◆ **Your goal**:
Reproduce the passage of the 3DMark article starting at "Here the key" and ending at "SoC of choice.".

--- start Page extract ---

3DMark

3DMark for Android features the Ice Storm benchmark and uses OpenGL ES 2.0. Ice Storm is divided into two graphics tests and a physics test. The first graphics test is geometry heavy while the second test is more pixel shader intensive. The physics test, as you might guess, is CPU bound and multithreaded. The overall score takes into account both graphics and physics tests. The benchmark is rendered to an offscreen buffer at 720p/1080p and then scaled up to the native resolution of the device being tested. This is a very similar approach we've seen by game developers to avoid rendering at native resolution on some of the ultra high resolution tablets. The beauty of 3DMark's approach here is the fact that all results are comparable, regardless of a device's native resolution. The downside is we don't get a good idea of how some of the ultra high resolution tablets would behave with these workloads running at their native (> 1080p) resolutions.

For these benchmarks we stuck with the default presets (720p, normal quality).

Here the key comparisons are against the Adreno 320 based HTC One/SGS4 (T-Mobile) and the PowerVR SGX 544MP3 based SGS4 (SHEVE300S). The Nexus 10 is interesting but pretty much a blowout. Snapdragon 800 is clearly the new high-end Android tablet SoC of choice.

3DMark - Graphics

The overall graphics score from Adreno is amazing. We're looking at almost 2x the next fastest contender here, the Adreno 320 based Snapdragon 600.

Graphics Test 1

Ice Storm Graphics test 1 stresses the hardware’s ability to process lots of vertices while keeping the pixel load relatively light. Hardware on this level may have dedicated capacity for separate vertex and pixel processing. Stressing both capacities individually reveals the hardware’s limitations in both aspects.

--- end Page extract ---
--- start Dataset excerpts ---

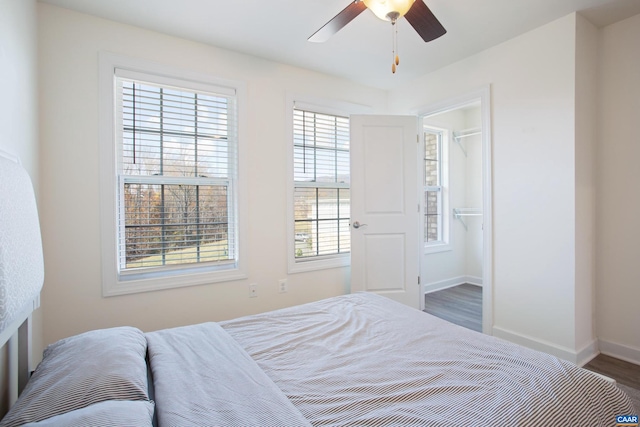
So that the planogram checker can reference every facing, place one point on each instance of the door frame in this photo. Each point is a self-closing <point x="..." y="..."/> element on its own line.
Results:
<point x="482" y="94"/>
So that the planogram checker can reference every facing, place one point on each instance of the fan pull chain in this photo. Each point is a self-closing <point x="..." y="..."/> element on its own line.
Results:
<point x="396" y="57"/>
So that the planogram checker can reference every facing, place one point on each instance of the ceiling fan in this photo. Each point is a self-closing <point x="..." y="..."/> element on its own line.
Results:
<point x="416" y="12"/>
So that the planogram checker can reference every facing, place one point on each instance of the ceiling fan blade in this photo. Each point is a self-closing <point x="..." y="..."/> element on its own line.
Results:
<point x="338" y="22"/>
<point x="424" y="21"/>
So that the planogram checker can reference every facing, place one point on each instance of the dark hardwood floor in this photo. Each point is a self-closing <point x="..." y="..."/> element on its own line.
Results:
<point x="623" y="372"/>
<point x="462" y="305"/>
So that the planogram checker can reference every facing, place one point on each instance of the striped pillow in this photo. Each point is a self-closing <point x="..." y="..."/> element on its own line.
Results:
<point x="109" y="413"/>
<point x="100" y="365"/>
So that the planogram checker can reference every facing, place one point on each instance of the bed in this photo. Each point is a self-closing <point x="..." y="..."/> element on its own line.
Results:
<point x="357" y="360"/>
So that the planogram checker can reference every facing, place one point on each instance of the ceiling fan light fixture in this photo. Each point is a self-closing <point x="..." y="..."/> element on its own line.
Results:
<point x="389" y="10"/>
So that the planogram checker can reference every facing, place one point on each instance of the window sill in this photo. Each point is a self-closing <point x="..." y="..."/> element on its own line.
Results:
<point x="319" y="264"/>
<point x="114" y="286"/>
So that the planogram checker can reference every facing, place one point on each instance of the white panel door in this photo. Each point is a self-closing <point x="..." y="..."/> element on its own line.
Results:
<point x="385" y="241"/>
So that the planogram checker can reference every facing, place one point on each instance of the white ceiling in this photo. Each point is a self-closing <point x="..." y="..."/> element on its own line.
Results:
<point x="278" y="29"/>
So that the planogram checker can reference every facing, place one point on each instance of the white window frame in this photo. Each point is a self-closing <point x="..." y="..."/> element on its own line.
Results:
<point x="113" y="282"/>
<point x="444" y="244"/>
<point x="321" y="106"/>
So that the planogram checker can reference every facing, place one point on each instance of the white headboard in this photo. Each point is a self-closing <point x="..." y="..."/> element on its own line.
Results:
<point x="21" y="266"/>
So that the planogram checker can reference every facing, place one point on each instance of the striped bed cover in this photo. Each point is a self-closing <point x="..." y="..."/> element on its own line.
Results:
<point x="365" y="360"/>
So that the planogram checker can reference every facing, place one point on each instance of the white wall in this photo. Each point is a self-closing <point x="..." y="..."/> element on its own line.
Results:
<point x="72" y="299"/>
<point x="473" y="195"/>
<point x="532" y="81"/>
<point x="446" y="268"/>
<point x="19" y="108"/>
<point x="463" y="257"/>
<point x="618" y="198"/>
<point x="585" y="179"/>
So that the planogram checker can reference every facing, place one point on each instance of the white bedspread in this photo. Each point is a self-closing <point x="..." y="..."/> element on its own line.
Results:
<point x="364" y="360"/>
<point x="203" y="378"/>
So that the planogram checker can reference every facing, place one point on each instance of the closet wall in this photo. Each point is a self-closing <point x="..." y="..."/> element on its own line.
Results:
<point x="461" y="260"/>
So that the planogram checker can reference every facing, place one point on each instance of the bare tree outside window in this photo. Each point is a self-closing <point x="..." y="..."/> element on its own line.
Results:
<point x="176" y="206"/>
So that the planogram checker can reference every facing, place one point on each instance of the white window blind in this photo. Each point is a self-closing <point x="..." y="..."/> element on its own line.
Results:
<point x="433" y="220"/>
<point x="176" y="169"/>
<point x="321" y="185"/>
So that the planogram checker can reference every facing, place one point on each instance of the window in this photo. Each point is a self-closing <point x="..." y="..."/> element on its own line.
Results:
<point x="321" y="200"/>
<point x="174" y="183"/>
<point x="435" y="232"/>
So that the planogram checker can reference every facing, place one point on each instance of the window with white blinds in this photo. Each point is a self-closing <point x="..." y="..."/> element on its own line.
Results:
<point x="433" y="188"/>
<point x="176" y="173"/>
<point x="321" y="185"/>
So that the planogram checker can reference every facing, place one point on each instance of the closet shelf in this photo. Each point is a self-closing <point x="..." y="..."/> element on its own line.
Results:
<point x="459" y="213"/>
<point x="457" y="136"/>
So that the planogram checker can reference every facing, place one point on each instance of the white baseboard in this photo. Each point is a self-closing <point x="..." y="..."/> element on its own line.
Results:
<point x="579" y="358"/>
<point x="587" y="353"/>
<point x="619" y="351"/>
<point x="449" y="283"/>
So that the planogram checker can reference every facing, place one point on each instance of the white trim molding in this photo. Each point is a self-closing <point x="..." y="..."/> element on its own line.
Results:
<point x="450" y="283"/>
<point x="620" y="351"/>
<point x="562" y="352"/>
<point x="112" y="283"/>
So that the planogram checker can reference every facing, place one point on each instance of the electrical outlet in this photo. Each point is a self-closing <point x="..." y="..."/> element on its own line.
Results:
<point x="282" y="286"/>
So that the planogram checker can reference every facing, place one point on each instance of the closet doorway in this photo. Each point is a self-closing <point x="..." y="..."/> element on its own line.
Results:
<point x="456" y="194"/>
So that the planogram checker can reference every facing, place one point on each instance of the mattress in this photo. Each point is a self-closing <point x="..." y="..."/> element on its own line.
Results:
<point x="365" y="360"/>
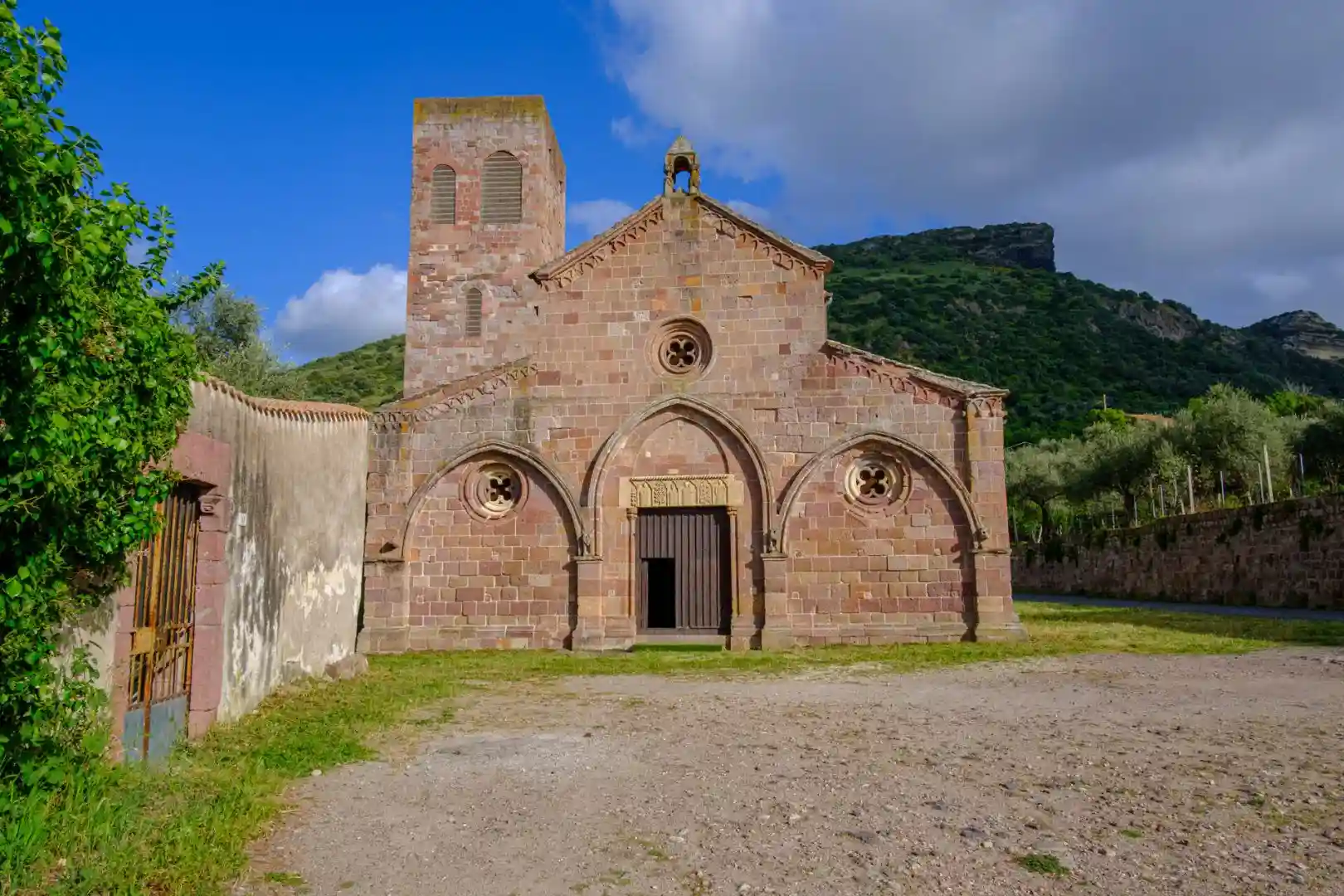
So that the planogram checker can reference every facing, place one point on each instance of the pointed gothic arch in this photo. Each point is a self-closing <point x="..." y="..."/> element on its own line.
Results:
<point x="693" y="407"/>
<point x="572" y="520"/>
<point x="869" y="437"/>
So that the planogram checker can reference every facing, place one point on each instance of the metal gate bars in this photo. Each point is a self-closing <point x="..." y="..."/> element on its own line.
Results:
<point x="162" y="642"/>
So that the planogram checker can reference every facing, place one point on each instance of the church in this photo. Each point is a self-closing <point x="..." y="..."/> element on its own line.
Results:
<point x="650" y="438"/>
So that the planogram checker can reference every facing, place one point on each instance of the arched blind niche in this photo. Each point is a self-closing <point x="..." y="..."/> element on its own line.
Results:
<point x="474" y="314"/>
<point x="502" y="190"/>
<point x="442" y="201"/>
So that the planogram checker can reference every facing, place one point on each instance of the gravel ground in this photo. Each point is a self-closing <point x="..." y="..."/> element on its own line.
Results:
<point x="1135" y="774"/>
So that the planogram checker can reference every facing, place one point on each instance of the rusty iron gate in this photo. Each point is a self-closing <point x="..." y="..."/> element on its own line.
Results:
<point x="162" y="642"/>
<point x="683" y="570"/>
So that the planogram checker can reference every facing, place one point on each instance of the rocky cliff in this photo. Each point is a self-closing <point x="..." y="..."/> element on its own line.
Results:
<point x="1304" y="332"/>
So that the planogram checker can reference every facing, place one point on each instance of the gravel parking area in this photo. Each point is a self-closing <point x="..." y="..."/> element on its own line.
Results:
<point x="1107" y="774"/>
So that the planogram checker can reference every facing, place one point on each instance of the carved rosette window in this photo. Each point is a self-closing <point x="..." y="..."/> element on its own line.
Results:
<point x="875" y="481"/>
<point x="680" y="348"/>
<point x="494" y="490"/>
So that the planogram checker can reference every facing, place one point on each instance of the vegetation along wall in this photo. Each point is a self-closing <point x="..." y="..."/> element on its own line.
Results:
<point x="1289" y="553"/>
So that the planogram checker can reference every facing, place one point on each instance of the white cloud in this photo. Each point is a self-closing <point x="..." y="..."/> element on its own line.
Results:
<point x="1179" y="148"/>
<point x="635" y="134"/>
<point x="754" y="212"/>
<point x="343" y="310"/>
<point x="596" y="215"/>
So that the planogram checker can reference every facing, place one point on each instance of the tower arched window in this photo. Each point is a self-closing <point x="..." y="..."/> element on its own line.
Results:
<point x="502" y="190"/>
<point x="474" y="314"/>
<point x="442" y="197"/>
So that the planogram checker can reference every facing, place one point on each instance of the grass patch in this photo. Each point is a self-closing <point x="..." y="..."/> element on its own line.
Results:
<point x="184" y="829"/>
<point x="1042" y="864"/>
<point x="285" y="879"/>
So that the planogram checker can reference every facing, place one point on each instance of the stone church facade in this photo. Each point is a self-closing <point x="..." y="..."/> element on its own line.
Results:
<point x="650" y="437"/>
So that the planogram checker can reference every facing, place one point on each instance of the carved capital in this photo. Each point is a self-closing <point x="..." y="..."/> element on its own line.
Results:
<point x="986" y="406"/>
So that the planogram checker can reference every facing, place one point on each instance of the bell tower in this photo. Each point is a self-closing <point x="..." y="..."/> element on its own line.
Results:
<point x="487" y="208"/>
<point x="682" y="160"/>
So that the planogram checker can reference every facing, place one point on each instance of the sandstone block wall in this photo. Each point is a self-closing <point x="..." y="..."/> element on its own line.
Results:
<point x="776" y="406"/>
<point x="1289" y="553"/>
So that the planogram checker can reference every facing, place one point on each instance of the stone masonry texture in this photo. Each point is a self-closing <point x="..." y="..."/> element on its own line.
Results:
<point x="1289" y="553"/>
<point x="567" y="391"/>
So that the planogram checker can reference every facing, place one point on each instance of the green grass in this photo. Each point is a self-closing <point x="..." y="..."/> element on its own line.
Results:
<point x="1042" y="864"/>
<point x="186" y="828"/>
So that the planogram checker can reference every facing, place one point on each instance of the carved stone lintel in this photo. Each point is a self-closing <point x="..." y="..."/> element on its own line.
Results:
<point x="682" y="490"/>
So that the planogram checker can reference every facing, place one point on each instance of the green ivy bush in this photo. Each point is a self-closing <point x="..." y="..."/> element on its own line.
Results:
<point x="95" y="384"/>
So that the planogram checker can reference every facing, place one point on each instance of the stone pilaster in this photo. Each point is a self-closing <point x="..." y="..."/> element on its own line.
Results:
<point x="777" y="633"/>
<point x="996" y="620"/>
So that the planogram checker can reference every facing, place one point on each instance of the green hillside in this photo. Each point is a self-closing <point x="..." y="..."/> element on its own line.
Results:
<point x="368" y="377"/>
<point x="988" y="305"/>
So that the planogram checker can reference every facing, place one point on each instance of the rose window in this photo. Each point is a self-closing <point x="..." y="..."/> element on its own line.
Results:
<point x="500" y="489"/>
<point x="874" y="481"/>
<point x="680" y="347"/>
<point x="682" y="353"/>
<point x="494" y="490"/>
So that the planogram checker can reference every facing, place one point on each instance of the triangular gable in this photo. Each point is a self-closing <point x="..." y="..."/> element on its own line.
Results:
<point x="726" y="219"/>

--- end Dataset excerpts ---

◆ **Result**:
Here the key comparisons are against the Adreno 320 based HTC One/SGS4 (T-Mobile) and the PowerVR SGX 544MP3 based SGS4 (SHEVE300S). The Nexus 10 is interesting but pretty much a blowout. Snapdragon 800 is clearly the new high-end Android tablet SoC of choice.